Every entry needs to be repeated exactly, with nothing left out.

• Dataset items
Content starts

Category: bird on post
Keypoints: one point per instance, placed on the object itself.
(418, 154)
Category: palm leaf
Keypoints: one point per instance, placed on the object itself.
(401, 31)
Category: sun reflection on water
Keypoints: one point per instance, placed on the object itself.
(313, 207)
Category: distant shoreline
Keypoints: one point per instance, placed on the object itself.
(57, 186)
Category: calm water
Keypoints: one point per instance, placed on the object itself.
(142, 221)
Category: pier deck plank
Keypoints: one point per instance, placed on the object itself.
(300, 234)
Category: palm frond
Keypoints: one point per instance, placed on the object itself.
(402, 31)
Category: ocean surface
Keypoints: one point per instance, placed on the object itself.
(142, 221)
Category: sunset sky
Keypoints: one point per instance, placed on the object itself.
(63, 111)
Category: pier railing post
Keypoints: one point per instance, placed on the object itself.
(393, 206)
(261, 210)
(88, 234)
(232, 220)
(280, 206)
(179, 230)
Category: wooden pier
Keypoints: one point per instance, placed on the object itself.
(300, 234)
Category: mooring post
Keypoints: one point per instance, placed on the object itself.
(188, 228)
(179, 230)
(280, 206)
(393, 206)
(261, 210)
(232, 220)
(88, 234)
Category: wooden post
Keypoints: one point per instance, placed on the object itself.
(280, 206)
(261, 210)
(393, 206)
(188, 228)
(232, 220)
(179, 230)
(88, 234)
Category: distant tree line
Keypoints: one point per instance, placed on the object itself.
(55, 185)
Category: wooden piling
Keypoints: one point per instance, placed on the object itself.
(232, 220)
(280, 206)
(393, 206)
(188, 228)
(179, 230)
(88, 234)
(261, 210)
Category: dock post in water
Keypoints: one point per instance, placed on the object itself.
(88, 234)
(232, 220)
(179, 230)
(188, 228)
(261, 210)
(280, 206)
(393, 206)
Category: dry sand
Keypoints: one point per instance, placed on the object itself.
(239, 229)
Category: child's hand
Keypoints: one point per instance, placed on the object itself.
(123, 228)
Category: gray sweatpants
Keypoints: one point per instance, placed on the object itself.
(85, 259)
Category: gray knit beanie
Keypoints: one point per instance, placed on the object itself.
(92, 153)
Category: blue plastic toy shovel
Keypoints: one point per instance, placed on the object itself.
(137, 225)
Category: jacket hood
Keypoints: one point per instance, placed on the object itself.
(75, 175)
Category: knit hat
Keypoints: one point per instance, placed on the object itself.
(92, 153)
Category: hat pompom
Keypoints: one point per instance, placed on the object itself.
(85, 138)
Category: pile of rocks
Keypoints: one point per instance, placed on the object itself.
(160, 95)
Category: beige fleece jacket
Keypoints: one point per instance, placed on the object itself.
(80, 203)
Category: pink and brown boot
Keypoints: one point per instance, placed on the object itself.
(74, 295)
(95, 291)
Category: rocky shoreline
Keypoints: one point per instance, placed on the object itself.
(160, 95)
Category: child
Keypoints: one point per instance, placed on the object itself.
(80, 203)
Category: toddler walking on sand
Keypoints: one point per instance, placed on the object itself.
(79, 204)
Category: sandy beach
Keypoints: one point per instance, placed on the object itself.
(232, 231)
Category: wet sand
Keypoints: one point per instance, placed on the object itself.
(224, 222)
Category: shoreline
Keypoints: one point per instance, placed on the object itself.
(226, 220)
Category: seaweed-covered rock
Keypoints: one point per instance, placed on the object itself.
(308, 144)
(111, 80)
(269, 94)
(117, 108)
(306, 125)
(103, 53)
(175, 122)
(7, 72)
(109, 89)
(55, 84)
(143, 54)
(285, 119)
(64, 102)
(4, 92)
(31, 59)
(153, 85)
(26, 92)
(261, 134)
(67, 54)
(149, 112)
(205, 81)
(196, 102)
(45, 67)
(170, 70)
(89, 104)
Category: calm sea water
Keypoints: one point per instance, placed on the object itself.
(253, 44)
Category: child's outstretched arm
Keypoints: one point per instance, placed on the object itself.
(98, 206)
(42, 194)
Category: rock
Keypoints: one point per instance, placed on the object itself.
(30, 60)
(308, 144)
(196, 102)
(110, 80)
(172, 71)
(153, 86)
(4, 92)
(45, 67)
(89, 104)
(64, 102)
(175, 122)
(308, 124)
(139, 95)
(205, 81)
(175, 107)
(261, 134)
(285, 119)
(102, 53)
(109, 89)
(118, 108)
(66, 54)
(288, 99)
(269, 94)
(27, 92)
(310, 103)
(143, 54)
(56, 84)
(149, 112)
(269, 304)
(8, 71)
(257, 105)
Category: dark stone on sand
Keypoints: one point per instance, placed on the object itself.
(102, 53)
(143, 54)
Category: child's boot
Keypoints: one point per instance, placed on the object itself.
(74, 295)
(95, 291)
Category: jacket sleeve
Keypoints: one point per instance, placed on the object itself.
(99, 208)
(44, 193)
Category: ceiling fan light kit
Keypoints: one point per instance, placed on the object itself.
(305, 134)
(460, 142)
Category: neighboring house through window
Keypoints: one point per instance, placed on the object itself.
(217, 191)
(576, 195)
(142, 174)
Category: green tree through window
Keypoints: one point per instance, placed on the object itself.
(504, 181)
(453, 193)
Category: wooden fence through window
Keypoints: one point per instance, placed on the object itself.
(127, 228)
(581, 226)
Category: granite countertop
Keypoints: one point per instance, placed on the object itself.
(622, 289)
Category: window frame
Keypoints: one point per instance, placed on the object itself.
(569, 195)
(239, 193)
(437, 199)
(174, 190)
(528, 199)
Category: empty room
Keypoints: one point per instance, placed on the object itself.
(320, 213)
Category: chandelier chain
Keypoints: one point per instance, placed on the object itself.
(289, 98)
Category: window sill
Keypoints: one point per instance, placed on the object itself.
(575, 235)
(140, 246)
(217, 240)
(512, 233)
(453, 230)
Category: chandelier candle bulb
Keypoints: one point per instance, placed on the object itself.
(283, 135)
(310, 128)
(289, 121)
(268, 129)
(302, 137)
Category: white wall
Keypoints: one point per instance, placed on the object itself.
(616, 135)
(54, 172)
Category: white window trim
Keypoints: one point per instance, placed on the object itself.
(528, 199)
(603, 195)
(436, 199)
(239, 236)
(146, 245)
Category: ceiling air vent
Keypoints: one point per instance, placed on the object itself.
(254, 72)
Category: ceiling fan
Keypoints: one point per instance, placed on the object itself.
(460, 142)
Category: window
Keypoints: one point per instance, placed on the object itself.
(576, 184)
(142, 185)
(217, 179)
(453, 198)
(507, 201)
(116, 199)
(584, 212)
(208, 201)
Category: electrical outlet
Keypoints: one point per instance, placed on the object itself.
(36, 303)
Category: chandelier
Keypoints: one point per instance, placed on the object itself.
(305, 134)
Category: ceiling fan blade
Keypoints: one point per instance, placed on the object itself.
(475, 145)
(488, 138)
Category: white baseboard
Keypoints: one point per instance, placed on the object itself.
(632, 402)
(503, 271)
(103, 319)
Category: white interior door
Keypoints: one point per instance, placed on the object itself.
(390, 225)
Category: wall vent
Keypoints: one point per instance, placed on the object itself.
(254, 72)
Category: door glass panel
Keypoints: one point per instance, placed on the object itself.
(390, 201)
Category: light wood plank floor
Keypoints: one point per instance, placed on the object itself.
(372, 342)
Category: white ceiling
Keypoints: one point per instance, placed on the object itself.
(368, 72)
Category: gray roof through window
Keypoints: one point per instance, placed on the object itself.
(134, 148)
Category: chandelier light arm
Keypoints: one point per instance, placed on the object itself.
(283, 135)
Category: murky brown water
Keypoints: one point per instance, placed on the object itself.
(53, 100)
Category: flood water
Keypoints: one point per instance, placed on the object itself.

Content ends

• Solution for this problem
Category: bird on post
Keypoints: one point per instance, placed on the object itself.
(418, 154)
Category: palm leaf
Keypoints: one point per instance, placed on the object itself.
(401, 31)
Category: sun reflection on water
Keypoints: one point per instance, placed on the object itself.
(313, 207)
Category: distant shoreline
Keypoints: one point per instance, placed on the object itself.
(57, 186)
Category: calm water
Keypoints: one point per instance, placed on the object itself.
(142, 221)
Category: pier deck plank
Keypoints: one point per instance, placed on the object itself.
(300, 234)
Category: palm frond
Keypoints: one point per instance, placed on the object itself.
(402, 31)
Category: ocean surface
Keypoints: one point per instance, placed on the object itself.
(142, 221)
Category: sunset sky
Keypoints: one point per instance, placed on the object itself.
(63, 111)
Category: pier railing post
Keypoints: one point per instance, placed on the object itself.
(393, 206)
(261, 210)
(88, 234)
(232, 220)
(280, 206)
(179, 230)
Category: wooden pier
Keypoints: one point per instance, placed on the object itself.
(300, 234)
Category: mooring post
Keypoints: one point per instance, placed on the object itself.
(188, 228)
(179, 230)
(280, 206)
(393, 206)
(261, 210)
(232, 220)
(88, 234)
Category: wooden post
Keypoints: one point per instance, placed on the object itself.
(280, 206)
(261, 210)
(393, 206)
(188, 228)
(232, 220)
(179, 230)
(88, 234)
Category: distant tree line
Keypoints: one point per instance, placed on the object itself.
(55, 185)
Category: wooden piling
Keypoints: one point per instance, placed on the object itself.
(232, 220)
(280, 206)
(393, 206)
(188, 228)
(179, 230)
(88, 234)
(261, 210)
Category: dock post in water
Keypoints: one point per instance, placed on the object itself.
(88, 234)
(232, 220)
(179, 230)
(188, 228)
(261, 210)
(280, 206)
(393, 206)
Category: dry sand
Keypoints: one point per instance, placed on the object itself.
(239, 229)
Category: child's hand
Keypoints: one point per instance, placed on the object itself.
(123, 228)
Category: gray sweatpants
Keypoints: one point per instance, placed on the object itself.
(85, 259)
Category: gray knit beanie
Keypoints: one point per instance, placed on the object itself.
(92, 153)
Category: blue plastic toy shovel
Keypoints: one point per instance, placed on the object itself.
(137, 225)
Category: jacket hood
Keypoints: one point per instance, placed on the object itself.
(75, 175)
Category: knit hat
Keypoints: one point per instance, placed on the object itself.
(92, 153)
Category: hat pompom
Keypoints: one point per instance, placed on the object itself.
(85, 138)
Category: pile of rocks
Keypoints: one point per instance, placed on the object itself.
(160, 95)
Category: beige fleece jacket
Keypoints: one point per instance, placed on the object itself.
(80, 203)
Category: pink and brown boot
Keypoints: one point per instance, placed on the object itself.
(74, 295)
(95, 291)
Category: rocky shoreline
Keypoints: one point per instance, placed on the object itself.
(160, 95)
Category: child
Keypoints: one point per instance, placed on the object itself.
(80, 203)
Category: toddler walking on sand
Keypoints: one point per instance, placed on the object itself.
(79, 204)
Category: sandy beach
Keypoints: one point per instance, placed on the object itself.
(232, 231)
Category: wet sand
Keypoints: one point per instance, placed on the object itself.
(224, 222)
Category: shoreline
Keypoints: one point per instance, placed on the object itself.
(226, 220)
Category: seaweed-covered rock
Keypoints: one point per instance, placed on the object itself.
(308, 144)
(111, 80)
(269, 94)
(117, 108)
(306, 125)
(103, 53)
(175, 122)
(7, 72)
(109, 89)
(55, 84)
(143, 54)
(285, 119)
(64, 102)
(4, 92)
(31, 59)
(153, 85)
(26, 92)
(261, 134)
(67, 54)
(149, 112)
(205, 81)
(196, 102)
(45, 67)
(170, 70)
(89, 104)
Category: calm sea water
Keypoints: one point per instance, placed on the object itself.
(253, 44)
Category: child's outstretched arm
Keypoints: one point per instance, placed on the object itself.
(98, 206)
(42, 194)
Category: rock
Keypoints: one point per instance, placed on the object itself.
(30, 60)
(308, 144)
(196, 102)
(110, 80)
(172, 71)
(153, 86)
(4, 92)
(45, 67)
(89, 104)
(64, 102)
(175, 122)
(308, 124)
(139, 95)
(205, 81)
(175, 107)
(261, 134)
(285, 119)
(102, 53)
(109, 89)
(118, 108)
(66, 54)
(288, 99)
(269, 94)
(27, 92)
(310, 103)
(143, 54)
(56, 84)
(149, 112)
(269, 304)
(8, 71)
(257, 105)
Category: dark stone on sand
Keypoints: one point per instance, placed on the object itself.
(102, 53)
(143, 54)
Category: child's boot
Keypoints: one point per instance, placed on the object itself.
(74, 295)
(95, 291)
Category: jacket sleeve
Keypoints: one point per instance, placed on the object itself.
(99, 208)
(44, 193)
Category: ceiling fan light kit
Keypoints: one point per instance, placed on the object itself.
(305, 134)
(460, 142)
Category: neighboring house through window
Keypoints: one point per instance, placed on the object itself.
(217, 191)
(576, 195)
(142, 174)
Category: green tree through window
Keypoints: one point per instance, placed on the object itself.
(504, 181)
(453, 193)
Category: wooden fence through window
Keypoints: one point per instance, placed on the object itself.
(127, 228)
(581, 226)
Category: granite countertop
Keypoints: one point per instance, placed on the object itself.
(622, 289)
Category: window frame
Keypoints: one point per instance, placed on the object itself.
(569, 195)
(239, 193)
(437, 199)
(174, 190)
(528, 199)
Category: empty room
Keypoints: one point per instance, placed on the object itself.
(320, 213)
Category: chandelier chain
Keypoints: one point per instance, placed on the object itself.
(289, 98)
Category: window sill
Keypoints: one point per instance, placed on the object itself.
(575, 235)
(140, 246)
(217, 240)
(512, 233)
(453, 230)
Category: chandelier candle bulb
Keypoints: one point per instance, placed on the object itself.
(283, 135)
(310, 128)
(289, 121)
(268, 129)
(302, 137)
Category: white wall
Keypoints: one point per instance, placed on the object itself.
(616, 135)
(54, 172)
Category: white window trim
Keypoints: one point per instance, placed on the object itself.
(528, 199)
(603, 195)
(436, 199)
(239, 236)
(146, 245)
Category: ceiling air vent
Keypoints: one point per instance, placed on the object itself.
(254, 72)
Category: ceiling fan
Keypoints: one point per instance, placed on the object itself.
(460, 142)
Category: window
Keypoints: one point per instance, placed on the object itself.
(576, 184)
(142, 185)
(217, 179)
(453, 198)
(507, 201)
(116, 199)
(584, 212)
(208, 201)
Category: electrical outlet
Keypoints: one point per instance, placed on the object itself.
(36, 303)
Category: chandelier
Keypoints: one point per instance, placed on the object itself.
(305, 134)
Category: ceiling fan blade
Keypoints: one point per instance, placed on the object itself.
(475, 145)
(488, 138)
Category: white baseboard
Keypoints: one point per instance, placed on the object itself.
(632, 402)
(503, 271)
(103, 319)
Category: white interior door
Keypoints: one point per instance, placed on the object itself.
(390, 225)
Category: wall vent
Keypoints: one point per instance, placed on the object itself.
(254, 72)
Category: door glass panel
Keypoints: one point per instance, placed on the object itself.
(390, 201)
Category: light wood plank floor
Keypoints: one point per instance, placed on the object itself.
(372, 342)
Category: white ceiling
Keypoints: one point per instance, placed on the object itself.
(368, 72)
Category: gray roof through window
Keypoints: one point per instance, placed on the object itself.
(134, 148)
Category: chandelier light arm
Keypoints: one point per instance, placed on the object itself.
(283, 135)
Category: murky brown water
Keypoints: one point per instance, placed on the object itself.
(53, 100)
Category: flood water
Keypoints: one point per instance, placed on the object itself.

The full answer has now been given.